AI Development

From Spec-Driven Development to Feature Plan Development

Spec-driven development felt like overkill. Vibe coding felt like chaos. Feature plan development is the middle ground I've open-sourced.

Richard Woollcott

23 Dec 2025 — 7 min read

Sean Grove's AI Engineer talk about model specs sent me down a rabbit hole.

I started exploring spec-driven development. Looked at Brian Casel's Agent OS, tried BMAD. Good tools, but they didn't click with how I've actually worked.

In my experience from 24 years of contracting experience, I work on tasks. Tasks relate to features. Features relate to epics. That's the rhythm.

So I started building what I couldn't find. Spent time with James Guest structuring a spec-driven tool. Early mornings, late nights, weekends.

The Pivot Moment

About six weeks into the development I read Birgitta Böckeler's ThoughtWorks article.

"Spec-driven development is like using a sledgehammer to crack a nut."

Ouch. But also... true?

So I stepped back and did some honest reviews with Claude. We realised something uncomfortable: I wasn't even using the requirements functionality, but we were building a full-blown Spec-Driven Development tool. I was just using the task-create/task-work/task-complete slash commands.

The Reality of Day-to-Day Development

Part of the reason for this was that I was working solo, but even within teams, we often work with minimal specs due to time or resource pressures. We might also be working on a brownfield project, adding features and fixing bugs, with specs created long ago that are now out of date.

I've found that quite often the specs are minimal, and we infer what needs to be done in informal conversations.

The Split - GuardKit vs RequireKit

So I split the tool.

GuardKit for guardrails and quality gates.

RequireKit for when you actually need proper requirements.

Both tools work standalone, or optionally, you can use them together.

** Dataset entries **
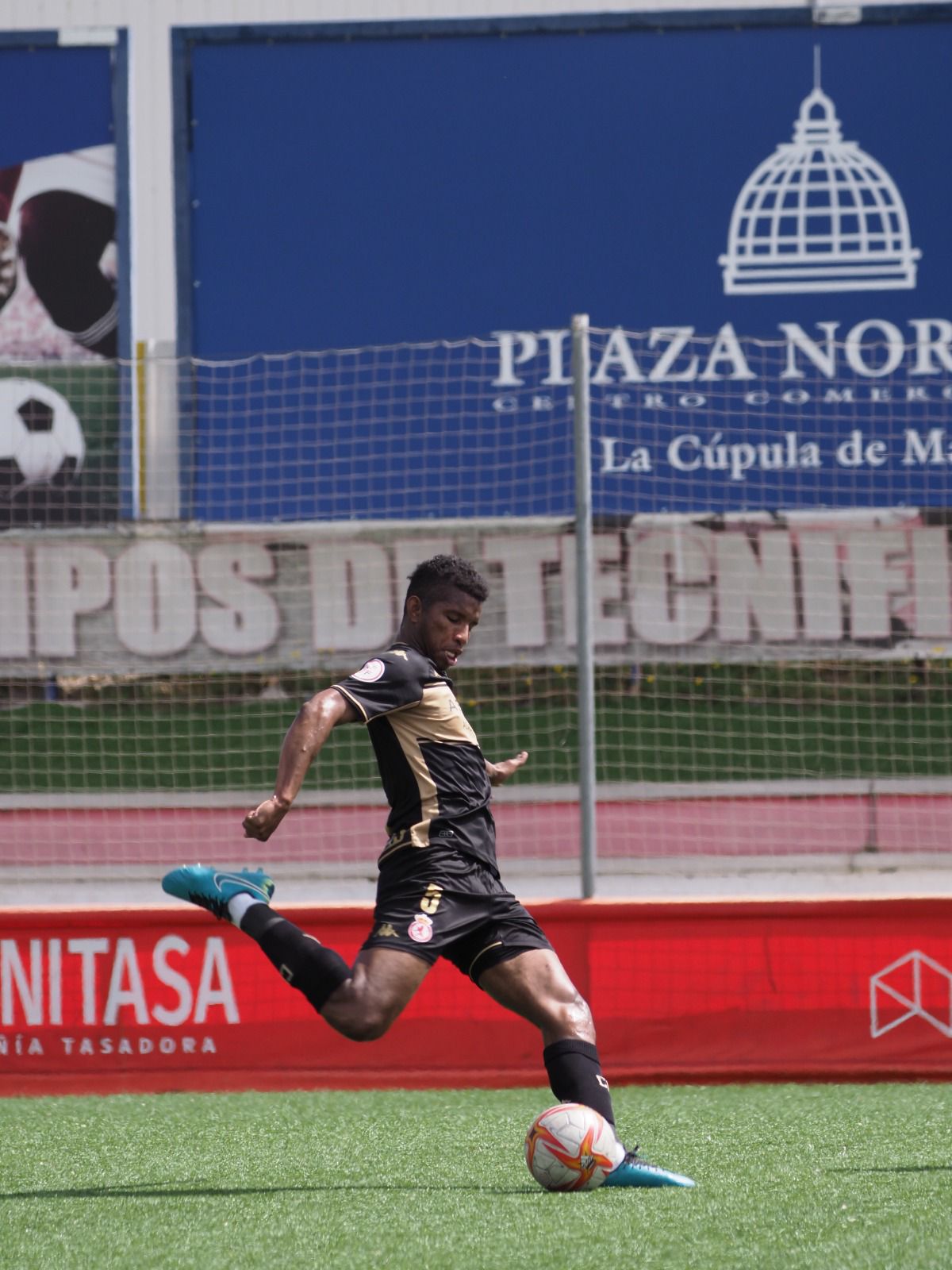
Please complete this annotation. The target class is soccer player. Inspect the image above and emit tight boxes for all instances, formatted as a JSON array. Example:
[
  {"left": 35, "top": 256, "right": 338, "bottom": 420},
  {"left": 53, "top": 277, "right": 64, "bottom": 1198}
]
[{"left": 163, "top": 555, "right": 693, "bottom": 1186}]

--

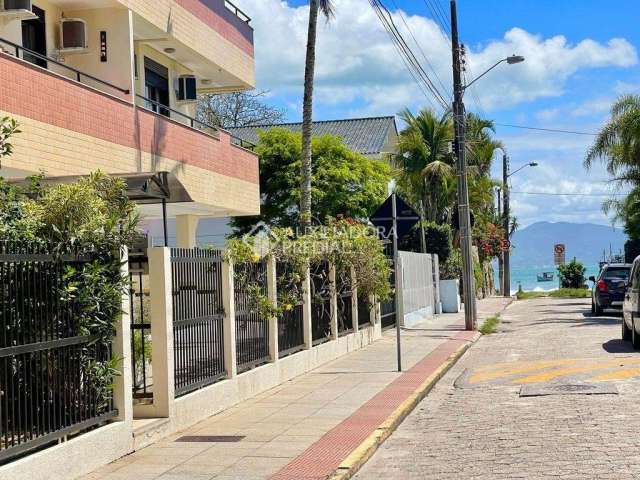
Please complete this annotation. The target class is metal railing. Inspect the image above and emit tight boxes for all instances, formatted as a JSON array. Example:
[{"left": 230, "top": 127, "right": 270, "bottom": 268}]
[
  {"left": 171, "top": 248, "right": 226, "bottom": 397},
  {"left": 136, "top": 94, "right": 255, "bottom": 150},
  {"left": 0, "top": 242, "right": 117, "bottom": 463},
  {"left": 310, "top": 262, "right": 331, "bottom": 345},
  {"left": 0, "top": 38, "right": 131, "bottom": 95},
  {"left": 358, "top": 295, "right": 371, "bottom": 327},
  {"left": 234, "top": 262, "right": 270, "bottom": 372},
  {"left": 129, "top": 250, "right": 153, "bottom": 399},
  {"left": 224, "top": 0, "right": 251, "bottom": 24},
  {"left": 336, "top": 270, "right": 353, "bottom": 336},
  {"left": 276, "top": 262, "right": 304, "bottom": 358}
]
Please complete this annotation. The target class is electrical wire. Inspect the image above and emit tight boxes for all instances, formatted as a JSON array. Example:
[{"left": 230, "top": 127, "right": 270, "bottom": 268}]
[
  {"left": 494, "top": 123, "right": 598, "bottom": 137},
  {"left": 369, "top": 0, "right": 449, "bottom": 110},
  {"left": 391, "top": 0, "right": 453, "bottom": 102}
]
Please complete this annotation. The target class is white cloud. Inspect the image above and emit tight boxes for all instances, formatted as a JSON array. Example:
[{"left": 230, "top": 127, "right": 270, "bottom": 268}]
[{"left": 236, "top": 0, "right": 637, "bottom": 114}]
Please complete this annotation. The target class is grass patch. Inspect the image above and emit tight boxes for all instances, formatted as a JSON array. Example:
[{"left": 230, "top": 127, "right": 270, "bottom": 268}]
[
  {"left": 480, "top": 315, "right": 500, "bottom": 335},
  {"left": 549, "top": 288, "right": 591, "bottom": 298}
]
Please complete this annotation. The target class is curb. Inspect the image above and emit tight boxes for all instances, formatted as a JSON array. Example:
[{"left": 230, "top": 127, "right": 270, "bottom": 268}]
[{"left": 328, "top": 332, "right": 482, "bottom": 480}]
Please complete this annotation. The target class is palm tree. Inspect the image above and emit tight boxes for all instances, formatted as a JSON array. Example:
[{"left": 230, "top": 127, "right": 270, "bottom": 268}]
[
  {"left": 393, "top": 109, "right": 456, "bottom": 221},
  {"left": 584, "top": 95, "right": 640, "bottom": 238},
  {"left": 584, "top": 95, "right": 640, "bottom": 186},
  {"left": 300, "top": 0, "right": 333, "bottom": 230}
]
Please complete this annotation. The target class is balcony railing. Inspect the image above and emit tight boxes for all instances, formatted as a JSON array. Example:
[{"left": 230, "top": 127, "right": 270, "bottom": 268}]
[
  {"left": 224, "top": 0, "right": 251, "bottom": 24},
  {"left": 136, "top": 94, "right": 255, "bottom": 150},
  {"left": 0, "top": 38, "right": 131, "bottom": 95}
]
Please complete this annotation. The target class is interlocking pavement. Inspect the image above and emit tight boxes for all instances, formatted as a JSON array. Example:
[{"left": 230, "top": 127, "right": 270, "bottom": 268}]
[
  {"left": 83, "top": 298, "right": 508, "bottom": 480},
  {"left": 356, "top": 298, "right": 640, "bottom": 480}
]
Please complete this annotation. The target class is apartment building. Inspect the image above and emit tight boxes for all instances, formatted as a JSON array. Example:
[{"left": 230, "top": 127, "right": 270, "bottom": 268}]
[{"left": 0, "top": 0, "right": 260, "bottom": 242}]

** Work order 1 **
Translate this sentence from the post on feature plan development into Spanish: "I've found that quite often the specs are minimal, and we infer what needs to be done in informal conversations."
** Work order 2 **
Resume the post on feature plan development, picking up right after its final sentence.

** Answer space 1 **
He descubierto que muy a menudo las especificaciones son mínimas, y deducimos lo que hay que hacer en conversaciones informales.

** Answer space 2 **
GuardKit	RequireKit
Guardrails & quality gates	Requirements gathering
Task workflow commands	EARS notation support
Feature Plan command	Epic and Feature spec support
Always needed	When the work demands it
"How we build"	"What we build"

I've always liked tools and frameworks that let you use the bits you want to, rather than force you to adopt an all-or-nothing approach.

What GuardKit Does

In short:

Guardrails for AI output - stop the slop
Enables parallel task development - the real productivity unlock
Analyses your codebase - generates CLAUDE.md, rules, templates and sub-agent definitions

The rest of this post digs into how these pieces fit together.

The Feature Plan Workflow

I kept finding myself putting Claude into plan mode, creating tasks from that plan, then reviewing with Opus. I had already built commands for creating tasks, so I added a command for task review to replace the prompts I kept copying and pasting.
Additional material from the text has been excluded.